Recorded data
* * *
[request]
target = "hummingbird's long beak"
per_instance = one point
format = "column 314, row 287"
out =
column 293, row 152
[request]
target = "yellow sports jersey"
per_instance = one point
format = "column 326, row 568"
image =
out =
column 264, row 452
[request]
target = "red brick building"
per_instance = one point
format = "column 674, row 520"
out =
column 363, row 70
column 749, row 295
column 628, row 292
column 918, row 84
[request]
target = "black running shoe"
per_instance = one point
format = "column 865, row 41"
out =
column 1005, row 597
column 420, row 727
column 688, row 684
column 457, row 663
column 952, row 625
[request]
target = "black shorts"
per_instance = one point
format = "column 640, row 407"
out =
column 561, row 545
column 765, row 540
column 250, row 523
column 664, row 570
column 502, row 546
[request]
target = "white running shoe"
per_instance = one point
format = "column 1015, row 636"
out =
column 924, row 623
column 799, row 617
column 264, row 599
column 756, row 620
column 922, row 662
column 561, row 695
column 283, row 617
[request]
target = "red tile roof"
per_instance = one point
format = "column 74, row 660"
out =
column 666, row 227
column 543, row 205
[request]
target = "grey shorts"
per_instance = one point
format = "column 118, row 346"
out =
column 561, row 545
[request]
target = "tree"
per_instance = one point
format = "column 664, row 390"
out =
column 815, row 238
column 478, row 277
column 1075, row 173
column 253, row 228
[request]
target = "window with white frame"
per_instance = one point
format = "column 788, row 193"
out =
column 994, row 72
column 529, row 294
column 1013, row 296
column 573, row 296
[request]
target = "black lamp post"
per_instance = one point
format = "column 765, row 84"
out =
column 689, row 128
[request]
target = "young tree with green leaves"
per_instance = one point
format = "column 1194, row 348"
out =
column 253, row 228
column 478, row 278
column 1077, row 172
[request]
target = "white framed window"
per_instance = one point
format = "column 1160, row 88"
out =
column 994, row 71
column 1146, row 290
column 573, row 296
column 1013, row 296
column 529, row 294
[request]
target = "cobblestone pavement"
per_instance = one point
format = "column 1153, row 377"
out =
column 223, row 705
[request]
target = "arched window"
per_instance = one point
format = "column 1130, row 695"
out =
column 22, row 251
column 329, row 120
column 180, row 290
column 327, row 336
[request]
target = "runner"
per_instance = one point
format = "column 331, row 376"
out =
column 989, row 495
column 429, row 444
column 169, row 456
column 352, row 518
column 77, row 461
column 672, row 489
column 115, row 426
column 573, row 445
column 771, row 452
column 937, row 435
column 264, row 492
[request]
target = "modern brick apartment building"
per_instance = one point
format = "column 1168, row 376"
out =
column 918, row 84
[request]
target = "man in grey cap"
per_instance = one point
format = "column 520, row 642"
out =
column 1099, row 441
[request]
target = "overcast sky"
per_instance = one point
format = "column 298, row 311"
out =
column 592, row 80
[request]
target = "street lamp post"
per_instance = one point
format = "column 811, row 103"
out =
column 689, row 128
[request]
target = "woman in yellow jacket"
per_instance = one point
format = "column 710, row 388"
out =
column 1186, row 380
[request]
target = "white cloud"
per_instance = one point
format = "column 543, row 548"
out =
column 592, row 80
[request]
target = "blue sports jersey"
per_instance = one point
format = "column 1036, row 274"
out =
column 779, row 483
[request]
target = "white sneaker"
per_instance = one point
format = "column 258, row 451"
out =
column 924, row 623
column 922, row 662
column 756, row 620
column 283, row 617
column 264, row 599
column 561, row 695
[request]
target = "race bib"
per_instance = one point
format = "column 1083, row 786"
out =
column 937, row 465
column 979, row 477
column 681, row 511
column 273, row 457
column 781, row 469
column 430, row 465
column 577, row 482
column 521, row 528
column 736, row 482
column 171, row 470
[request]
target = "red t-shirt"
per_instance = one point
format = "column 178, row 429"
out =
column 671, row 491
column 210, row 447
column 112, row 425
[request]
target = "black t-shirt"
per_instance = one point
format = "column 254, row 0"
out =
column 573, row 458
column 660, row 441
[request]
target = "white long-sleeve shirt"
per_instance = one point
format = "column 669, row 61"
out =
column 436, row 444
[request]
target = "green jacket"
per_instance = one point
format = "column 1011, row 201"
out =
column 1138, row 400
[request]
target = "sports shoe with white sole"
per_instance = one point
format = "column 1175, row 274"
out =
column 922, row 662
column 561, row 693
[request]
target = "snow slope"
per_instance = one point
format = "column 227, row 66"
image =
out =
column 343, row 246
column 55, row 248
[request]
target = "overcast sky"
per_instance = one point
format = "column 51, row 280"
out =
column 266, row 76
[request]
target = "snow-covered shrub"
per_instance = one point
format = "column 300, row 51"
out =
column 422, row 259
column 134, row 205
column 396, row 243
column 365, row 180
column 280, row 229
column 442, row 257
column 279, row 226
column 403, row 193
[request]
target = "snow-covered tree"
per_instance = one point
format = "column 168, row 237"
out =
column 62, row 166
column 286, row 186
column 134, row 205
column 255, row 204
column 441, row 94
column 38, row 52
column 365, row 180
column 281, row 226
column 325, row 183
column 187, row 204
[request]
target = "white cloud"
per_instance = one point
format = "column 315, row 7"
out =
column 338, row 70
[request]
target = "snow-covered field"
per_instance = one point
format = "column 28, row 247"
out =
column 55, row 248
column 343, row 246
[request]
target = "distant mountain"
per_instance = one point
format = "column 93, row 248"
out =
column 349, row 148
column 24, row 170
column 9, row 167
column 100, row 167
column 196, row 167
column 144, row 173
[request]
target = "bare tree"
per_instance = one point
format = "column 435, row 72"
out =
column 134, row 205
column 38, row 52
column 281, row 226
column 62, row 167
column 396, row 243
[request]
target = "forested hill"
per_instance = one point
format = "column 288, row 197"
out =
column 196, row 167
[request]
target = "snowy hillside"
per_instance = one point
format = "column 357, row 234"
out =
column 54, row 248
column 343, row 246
* * *
# What is needed:
The answer must be the same records, repeated exactly and in full.

# Task response:
[request]
target = "hummingbird's long beak"
per_instance = one point
format = "column 314, row 287"
out =
column 293, row 152
[request]
target = "yellow sports jersey"
per_instance = one point
format = "column 326, row 568"
image =
out =
column 264, row 452
[request]
target = "red brick building"
per_instance = one point
format = "column 674, row 520"
out =
column 363, row 70
column 749, row 295
column 628, row 292
column 918, row 84
[request]
target = "black running shoe"
per_instance = one point
format = "column 865, row 41"
out =
column 1005, row 597
column 420, row 727
column 688, row 684
column 457, row 663
column 952, row 625
[request]
target = "black shorts"
per_instance = one point
format = "column 640, row 407"
out =
column 561, row 545
column 765, row 540
column 250, row 523
column 664, row 570
column 502, row 546
[request]
target = "white running shoe"
per_instance = one point
format = "column 1015, row 636"
out =
column 924, row 623
column 799, row 617
column 264, row 599
column 756, row 620
column 922, row 662
column 561, row 695
column 283, row 617
[request]
target = "red tile roof"
per_instance = one point
format = "column 74, row 660"
out =
column 666, row 227
column 543, row 205
[request]
target = "grey shorts"
per_instance = one point
format = "column 118, row 346"
out =
column 561, row 545
[request]
target = "tree"
per_instance = one point
format = "column 664, row 390"
out =
column 815, row 238
column 478, row 277
column 1075, row 173
column 253, row 228
[request]
target = "window with white frame"
per_instance = one point
format = "column 788, row 193"
out =
column 994, row 72
column 529, row 294
column 1013, row 296
column 573, row 296
[request]
target = "black lamp post"
per_instance = one point
format = "column 765, row 84"
out =
column 689, row 128
[request]
target = "young tree with green leaves"
per_instance = one point
format = "column 1194, row 348"
out =
column 253, row 228
column 478, row 278
column 1077, row 172
[request]
target = "white framed window"
per_instance = one point
format = "column 1160, row 88"
out =
column 994, row 71
column 1146, row 290
column 573, row 296
column 1013, row 296
column 529, row 294
[request]
target = "cobblestone pavement"
per_instance = one point
format = "column 1153, row 377"
out =
column 223, row 705
[request]
target = "arched window"
per_instance = one point
format = "column 1130, row 695"
out =
column 22, row 251
column 329, row 120
column 180, row 290
column 327, row 336
[request]
target = "runner"
per_instance = one point
format = "column 331, row 376"
out =
column 989, row 495
column 429, row 444
column 169, row 456
column 352, row 518
column 77, row 461
column 672, row 489
column 115, row 426
column 573, row 445
column 771, row 452
column 937, row 435
column 264, row 492
[request]
target = "modern brick apartment building"
per_instance = one point
format = "column 1168, row 376"
out =
column 918, row 84
[request]
target = "man in grey cap"
per_instance = one point
format = "column 520, row 642"
out =
column 1099, row 441
[request]
target = "overcast sky"
per_instance = one point
format = "column 298, row 311"
out =
column 592, row 80
[request]
target = "street lamp post"
per_instance = one point
format = "column 811, row 103"
out =
column 689, row 128
[request]
target = "woman in yellow jacket"
per_instance = one point
format = "column 710, row 388"
out =
column 1186, row 380
[request]
target = "white cloud"
per_instance = one point
format = "column 543, row 548"
out =
column 592, row 80
[request]
target = "blue sports jersey"
per_instance = one point
format = "column 1036, row 274"
out =
column 779, row 483
[request]
target = "white sneaker"
per_instance = one point
format = "column 258, row 451"
out =
column 924, row 623
column 922, row 662
column 756, row 620
column 283, row 617
column 264, row 599
column 561, row 695
[request]
target = "race bib"
per_instance = one point
format = "column 1083, row 786"
out =
column 937, row 465
column 979, row 477
column 681, row 511
column 273, row 457
column 781, row 469
column 430, row 465
column 577, row 482
column 521, row 528
column 736, row 482
column 171, row 470
[request]
target = "red t-shirt"
per_instance = one point
format = "column 178, row 429"
out =
column 671, row 491
column 210, row 447
column 112, row 425
[request]
target = "black t-shirt"
per_instance = one point
format = "column 254, row 0"
out =
column 573, row 458
column 660, row 441
[request]
target = "white long-sleeve shirt"
per_instance = one point
format = "column 669, row 61"
out =
column 436, row 444
[request]
target = "green jacket"
per_instance = one point
format = "column 1011, row 201"
out =
column 1138, row 400
[request]
target = "sports shoe with white sole"
per_instance = one point
format = "column 1175, row 274"
out =
column 922, row 662
column 561, row 693
[request]
target = "snow slope"
per_instance = one point
format = "column 227, row 66"
image =
out =
column 343, row 246
column 55, row 248
[request]
target = "overcast sky"
per_instance = one point
format = "column 51, row 280"
out =
column 266, row 76
[request]
target = "snow-covered shrub"
per_instance = one point
format = "column 300, row 51"
out =
column 422, row 259
column 134, row 205
column 396, row 243
column 365, row 180
column 280, row 229
column 442, row 257
column 279, row 226
column 403, row 193
[request]
target = "snow-covered tree"
per_instance = one point
format = "column 168, row 237"
out =
column 62, row 166
column 286, row 186
column 134, row 205
column 255, row 204
column 441, row 94
column 38, row 52
column 365, row 180
column 281, row 226
column 325, row 183
column 187, row 204
[request]
target = "white cloud"
per_instance = one point
format = "column 315, row 7"
out =
column 338, row 70
[request]
target = "snow-covered field"
per_instance = one point
format = "column 28, row 247"
out =
column 55, row 248
column 343, row 246
[request]
target = "distant mountain"
per_instance = one point
format = "column 93, row 248"
out =
column 349, row 148
column 24, row 170
column 9, row 167
column 100, row 167
column 196, row 167
column 144, row 173
[request]
target = "bare tree"
per_instance = one point
format = "column 435, row 72"
out =
column 134, row 205
column 38, row 52
column 281, row 226
column 62, row 167
column 396, row 243
[request]
target = "forested hill"
per_instance = one point
format = "column 288, row 197"
out =
column 196, row 167
[request]
target = "snowy hillside"
per_instance = one point
format = "column 357, row 234"
out =
column 54, row 248
column 343, row 246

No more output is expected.